Action item A:
In the thread about the code security tool, what does the indexer use for compiler-accurate symbol resolution?
Action item B:
Can you restate the paragraph beginning "AI code review tools aren't designed" from the thread about the code security tool more briefly, keeping its main facts?
Action item C:
Reproduce the part of the thread about the code security tool between "It also asks" and "up using email/password.", inclusive.

**** Excerpt to read ****

AI code review tools aren’t designed for security analysis at all. They work using vector search or RAG to find relevant files, which is imprecise for retrieving these code paths in high token density projects. So any reasoning the LLM does is built on incomplete or incorrect context.

Our indexer uses LSIF for compiler-accurate symbol resolution so we can reconstruct full call chains, spanning files, modules, and services, with the same accuracy as an IDE. This code reasoning, tied with the LLM's threat modelling and analysis, allows for higher fidelity outputs.

Retr0id · 3h ago
I wanted to check it out but the oauth flow is asking for permission to write my github email address and profile settings. Is this a bug? If not, what are these permissions needed for?

It also asks for permission to "act on my behalf" which I can understand would be necessary for agent-y stuff but it's not something I'm willing to hand over for a mere vuln scan.

rixed · 21m ago
I was similarly put off but eventually figured out that you can merely create a normal email based login and point the tool to a publicly hosted git repository, which is nice.
bagels · 3h ago
It says "Profile (write) Manage a user's profile settings.", not write email address. The "Act on your behalf" permission is even worse. I agree with you that it should only be asking for read permissions on anything for this purpose.
Retr0id · 3h ago
It was changed
jjjutla · 3h ago
This is a bug, the email-address permissions have been descoped to read-only. Profile settings are either read/write or none, hence the former. If you're concerned about privacy, sign up using email/password.

**** Supplied data ****

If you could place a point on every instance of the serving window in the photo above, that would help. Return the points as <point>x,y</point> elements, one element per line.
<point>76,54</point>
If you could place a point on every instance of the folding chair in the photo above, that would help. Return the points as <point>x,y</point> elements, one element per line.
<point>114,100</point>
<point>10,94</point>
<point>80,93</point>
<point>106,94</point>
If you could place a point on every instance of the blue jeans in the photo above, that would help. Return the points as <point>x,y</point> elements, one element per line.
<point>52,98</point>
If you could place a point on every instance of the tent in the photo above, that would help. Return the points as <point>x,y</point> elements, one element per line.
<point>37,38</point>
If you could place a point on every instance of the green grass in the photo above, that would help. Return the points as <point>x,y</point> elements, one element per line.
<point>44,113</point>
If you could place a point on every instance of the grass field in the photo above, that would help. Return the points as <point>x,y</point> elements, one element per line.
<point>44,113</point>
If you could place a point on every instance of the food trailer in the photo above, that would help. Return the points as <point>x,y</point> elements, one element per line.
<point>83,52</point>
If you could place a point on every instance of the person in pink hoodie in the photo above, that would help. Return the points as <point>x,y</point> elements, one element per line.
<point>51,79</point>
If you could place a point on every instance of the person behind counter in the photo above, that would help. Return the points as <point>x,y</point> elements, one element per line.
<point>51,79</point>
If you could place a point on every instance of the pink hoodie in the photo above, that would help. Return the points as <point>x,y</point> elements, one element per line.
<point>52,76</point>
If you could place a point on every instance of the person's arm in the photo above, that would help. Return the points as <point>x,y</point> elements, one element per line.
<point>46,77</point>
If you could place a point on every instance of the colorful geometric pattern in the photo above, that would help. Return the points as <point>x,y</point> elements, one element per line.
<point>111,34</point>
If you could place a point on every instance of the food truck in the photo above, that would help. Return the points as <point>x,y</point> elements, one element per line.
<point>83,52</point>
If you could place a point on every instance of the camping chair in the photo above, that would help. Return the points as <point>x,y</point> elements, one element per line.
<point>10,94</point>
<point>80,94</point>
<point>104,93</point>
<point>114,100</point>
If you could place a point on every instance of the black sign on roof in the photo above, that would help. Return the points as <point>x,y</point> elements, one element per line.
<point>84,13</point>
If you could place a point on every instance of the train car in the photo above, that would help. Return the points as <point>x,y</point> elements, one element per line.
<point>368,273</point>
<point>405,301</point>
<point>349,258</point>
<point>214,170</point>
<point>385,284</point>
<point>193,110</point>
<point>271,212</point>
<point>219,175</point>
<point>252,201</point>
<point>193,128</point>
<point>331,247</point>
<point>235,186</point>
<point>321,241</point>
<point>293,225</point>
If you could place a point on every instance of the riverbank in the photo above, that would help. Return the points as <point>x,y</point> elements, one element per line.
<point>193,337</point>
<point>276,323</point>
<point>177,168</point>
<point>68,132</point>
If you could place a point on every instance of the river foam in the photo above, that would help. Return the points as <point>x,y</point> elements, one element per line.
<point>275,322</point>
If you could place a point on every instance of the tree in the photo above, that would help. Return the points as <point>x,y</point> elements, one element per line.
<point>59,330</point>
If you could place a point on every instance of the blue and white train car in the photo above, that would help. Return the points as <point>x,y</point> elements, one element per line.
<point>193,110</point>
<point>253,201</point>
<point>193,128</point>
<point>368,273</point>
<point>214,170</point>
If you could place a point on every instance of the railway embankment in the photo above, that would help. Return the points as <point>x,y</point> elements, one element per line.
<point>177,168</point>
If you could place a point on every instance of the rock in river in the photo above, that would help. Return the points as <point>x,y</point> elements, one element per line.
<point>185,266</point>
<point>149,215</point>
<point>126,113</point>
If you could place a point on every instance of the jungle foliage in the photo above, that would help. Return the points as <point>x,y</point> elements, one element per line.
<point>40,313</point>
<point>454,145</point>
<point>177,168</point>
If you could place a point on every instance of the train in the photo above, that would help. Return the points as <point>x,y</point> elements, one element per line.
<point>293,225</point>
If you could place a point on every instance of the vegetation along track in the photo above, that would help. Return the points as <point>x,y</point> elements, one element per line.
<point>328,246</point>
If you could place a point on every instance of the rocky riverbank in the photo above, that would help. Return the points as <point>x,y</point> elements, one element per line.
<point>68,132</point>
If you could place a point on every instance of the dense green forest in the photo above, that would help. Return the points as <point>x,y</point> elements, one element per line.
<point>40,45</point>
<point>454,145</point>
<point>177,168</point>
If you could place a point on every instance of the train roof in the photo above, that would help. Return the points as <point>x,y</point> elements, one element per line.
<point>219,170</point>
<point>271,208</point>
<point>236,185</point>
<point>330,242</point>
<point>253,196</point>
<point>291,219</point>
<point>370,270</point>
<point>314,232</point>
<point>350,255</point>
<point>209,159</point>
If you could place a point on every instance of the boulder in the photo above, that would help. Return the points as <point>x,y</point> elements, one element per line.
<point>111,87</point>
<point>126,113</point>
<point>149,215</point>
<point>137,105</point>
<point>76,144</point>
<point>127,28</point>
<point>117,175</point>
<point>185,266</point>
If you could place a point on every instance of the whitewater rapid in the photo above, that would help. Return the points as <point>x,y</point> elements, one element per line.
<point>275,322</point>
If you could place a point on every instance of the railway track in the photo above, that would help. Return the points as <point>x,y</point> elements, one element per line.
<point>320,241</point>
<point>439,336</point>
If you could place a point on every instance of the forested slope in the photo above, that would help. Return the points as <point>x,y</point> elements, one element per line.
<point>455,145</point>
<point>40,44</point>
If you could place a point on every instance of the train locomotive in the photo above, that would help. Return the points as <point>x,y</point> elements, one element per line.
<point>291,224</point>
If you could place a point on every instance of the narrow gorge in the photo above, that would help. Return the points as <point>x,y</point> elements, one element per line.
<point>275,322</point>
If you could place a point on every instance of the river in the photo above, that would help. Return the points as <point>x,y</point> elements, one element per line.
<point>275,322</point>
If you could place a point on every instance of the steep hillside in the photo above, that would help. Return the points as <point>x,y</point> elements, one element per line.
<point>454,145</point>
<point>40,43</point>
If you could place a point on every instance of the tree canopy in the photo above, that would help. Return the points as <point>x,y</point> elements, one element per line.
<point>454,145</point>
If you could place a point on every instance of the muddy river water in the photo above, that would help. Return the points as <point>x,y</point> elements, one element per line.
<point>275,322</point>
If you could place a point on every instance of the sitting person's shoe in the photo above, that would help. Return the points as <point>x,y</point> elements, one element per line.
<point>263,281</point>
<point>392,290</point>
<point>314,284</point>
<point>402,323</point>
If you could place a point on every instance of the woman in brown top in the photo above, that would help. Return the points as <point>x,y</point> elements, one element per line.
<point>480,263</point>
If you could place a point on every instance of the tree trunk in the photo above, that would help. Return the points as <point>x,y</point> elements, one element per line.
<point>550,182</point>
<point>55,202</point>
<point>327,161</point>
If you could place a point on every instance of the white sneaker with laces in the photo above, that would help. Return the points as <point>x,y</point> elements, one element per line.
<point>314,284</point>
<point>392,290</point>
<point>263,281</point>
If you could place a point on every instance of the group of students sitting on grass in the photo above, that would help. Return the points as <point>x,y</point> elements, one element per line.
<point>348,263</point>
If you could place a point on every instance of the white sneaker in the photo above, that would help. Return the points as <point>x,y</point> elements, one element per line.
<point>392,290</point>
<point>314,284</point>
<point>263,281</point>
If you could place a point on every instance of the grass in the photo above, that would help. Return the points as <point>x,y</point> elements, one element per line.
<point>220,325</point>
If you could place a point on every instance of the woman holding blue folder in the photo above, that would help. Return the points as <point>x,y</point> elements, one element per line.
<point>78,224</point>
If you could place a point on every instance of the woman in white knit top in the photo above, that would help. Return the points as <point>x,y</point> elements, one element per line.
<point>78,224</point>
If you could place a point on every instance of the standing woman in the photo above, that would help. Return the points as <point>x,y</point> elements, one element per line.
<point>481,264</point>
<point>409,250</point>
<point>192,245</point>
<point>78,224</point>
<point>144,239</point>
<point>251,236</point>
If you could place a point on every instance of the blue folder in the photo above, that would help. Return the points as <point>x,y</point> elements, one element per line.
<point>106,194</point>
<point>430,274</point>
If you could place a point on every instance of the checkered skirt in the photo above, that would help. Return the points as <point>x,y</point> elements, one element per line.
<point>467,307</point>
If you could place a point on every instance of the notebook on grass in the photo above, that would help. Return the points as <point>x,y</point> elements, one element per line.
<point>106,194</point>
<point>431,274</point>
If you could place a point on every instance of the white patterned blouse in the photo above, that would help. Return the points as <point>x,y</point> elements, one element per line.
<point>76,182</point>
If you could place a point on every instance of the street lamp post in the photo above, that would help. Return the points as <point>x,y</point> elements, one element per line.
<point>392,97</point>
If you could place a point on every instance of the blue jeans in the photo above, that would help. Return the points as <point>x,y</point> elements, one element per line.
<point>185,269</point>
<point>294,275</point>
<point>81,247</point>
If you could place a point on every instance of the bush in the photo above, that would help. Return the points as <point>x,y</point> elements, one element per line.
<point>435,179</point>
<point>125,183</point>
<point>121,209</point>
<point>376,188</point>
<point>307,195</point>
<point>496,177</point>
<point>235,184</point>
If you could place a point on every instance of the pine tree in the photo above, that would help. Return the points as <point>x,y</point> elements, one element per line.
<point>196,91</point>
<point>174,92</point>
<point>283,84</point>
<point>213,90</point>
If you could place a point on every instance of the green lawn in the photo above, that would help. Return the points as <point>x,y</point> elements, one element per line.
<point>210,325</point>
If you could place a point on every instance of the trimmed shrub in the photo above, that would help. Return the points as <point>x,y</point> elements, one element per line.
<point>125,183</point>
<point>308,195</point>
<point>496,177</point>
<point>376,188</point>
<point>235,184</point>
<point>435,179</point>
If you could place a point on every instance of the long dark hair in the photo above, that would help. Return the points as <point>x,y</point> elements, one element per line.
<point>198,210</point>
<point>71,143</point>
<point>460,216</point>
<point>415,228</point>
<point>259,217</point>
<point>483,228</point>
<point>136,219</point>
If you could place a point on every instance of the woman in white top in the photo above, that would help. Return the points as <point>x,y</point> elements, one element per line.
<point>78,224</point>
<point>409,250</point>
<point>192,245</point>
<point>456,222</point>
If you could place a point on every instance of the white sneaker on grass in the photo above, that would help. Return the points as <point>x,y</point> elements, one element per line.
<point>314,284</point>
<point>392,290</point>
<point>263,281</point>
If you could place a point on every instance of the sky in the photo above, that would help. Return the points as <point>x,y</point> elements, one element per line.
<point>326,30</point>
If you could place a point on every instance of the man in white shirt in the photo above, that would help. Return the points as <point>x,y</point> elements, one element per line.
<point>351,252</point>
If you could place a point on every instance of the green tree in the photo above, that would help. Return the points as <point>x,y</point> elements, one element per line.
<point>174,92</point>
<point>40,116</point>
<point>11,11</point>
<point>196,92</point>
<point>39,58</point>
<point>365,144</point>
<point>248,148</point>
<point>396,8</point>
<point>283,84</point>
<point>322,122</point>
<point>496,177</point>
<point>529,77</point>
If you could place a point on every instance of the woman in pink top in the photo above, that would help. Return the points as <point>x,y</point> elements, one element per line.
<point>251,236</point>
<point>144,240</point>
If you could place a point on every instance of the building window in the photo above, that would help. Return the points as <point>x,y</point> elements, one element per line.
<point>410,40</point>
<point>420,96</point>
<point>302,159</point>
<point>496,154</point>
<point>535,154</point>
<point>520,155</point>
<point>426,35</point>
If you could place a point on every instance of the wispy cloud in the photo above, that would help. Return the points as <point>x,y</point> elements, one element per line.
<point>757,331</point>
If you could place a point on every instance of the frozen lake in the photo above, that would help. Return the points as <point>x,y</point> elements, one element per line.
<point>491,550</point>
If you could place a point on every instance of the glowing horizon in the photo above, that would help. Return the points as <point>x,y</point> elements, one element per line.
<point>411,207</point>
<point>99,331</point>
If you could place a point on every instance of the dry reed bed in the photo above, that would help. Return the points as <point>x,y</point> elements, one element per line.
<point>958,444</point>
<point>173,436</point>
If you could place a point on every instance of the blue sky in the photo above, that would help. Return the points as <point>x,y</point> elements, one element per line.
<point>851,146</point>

****

Final answer A:
LSIF

Final answer B:
AI code review tools aren't built for security analysis. They find relevant files through vector search or RAG, which is imprecise at retrieving code paths in high token density projects. As a result, the LLM's reasoning rests on incomplete or incorrect context.

Final answer C:
It also asks for permission to "act on my behalf" which I can understand would be necessary for agent-y stuff but it's not something I'm willing to hand over for a mere vuln scan.

rixed · 21m ago
I was similarly put off but eventually figured out that you can merely create a normal email based login and point the tool to a publicly hosted git repository, which is nice.
bagels · 3h ago
It says "Profile (write) Manage a user's profile settings.", not write email address. The "Act on your behalf" permission is even worse. I agree with you that it should only be asking for read permissions on anything for this purpose.
Retr0id · 3h ago
It was changed
jjjutla · 3h ago
This is a bug, the email-address permissions have been descoped to read-only. Profile settings are either read/write or none, hence the former. If you're concerned about privacy, sign up using email/password.